About this task —
Give back all of the data, word for word.

Data extract —
------------------------------
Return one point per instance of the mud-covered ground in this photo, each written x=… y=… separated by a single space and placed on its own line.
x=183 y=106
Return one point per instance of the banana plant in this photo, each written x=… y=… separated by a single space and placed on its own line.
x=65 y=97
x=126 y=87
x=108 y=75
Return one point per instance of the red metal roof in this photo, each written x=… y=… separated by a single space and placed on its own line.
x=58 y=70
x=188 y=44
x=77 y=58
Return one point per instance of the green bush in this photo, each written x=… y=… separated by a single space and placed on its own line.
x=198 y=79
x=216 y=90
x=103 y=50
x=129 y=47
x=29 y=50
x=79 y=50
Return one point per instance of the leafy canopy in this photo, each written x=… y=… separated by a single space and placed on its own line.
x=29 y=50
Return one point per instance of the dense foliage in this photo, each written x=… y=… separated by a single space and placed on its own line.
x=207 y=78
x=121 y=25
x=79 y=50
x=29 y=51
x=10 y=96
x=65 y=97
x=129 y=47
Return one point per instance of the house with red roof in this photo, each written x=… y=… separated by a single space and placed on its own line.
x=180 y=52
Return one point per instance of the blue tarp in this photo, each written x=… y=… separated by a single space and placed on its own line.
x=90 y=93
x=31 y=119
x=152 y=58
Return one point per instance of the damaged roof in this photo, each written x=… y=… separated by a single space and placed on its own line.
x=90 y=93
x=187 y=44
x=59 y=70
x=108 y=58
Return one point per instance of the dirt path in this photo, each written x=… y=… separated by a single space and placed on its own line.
------------------------------
Solution to the exercise —
Return one point per instance of the mud-covered ground in this photo, each written x=… y=… separated by a single space and placed on its own line.
x=183 y=106
Return one point per instance of the banana plant in this photo, each written x=… y=… separated by a single space and placed on its own line.
x=65 y=97
x=126 y=87
x=108 y=75
Return one point per instance of the red metal roof in this photo, each written x=… y=… separated by a single space and placed on its own line.
x=58 y=70
x=188 y=44
x=77 y=58
Return one point per instance of the green bush in this photo, each written x=… y=… separated by a single space and placed on its own line.
x=198 y=79
x=216 y=90
x=103 y=50
x=129 y=47
x=29 y=50
x=79 y=50
Return one point per instance of the leafy canopy in this photo, each written x=… y=… separated by a single space and placed on its own line.
x=29 y=50
Return one point per instance of the dense foliage in this photo, each written x=… y=… separated by a single space and placed on its own line.
x=207 y=78
x=121 y=25
x=79 y=50
x=29 y=51
x=10 y=96
x=65 y=97
x=129 y=47
Return one point per instance of the house with red roof in this photo, each written x=… y=… separated by a single space and placed on its own line.
x=180 y=52
Return one point per instance of the blue tarp in this photo, each written x=… y=… separated by a single space and placed on its own line.
x=90 y=93
x=31 y=119
x=152 y=58
Return one point per instance of the damaged roof in this photo, each written x=… y=… separated by a single space and placed on its own line.
x=90 y=93
x=187 y=44
x=59 y=70
x=108 y=58
Return one point per instance of the dirt path in this photo, each written x=… y=… separated by a single space and placed on its own line.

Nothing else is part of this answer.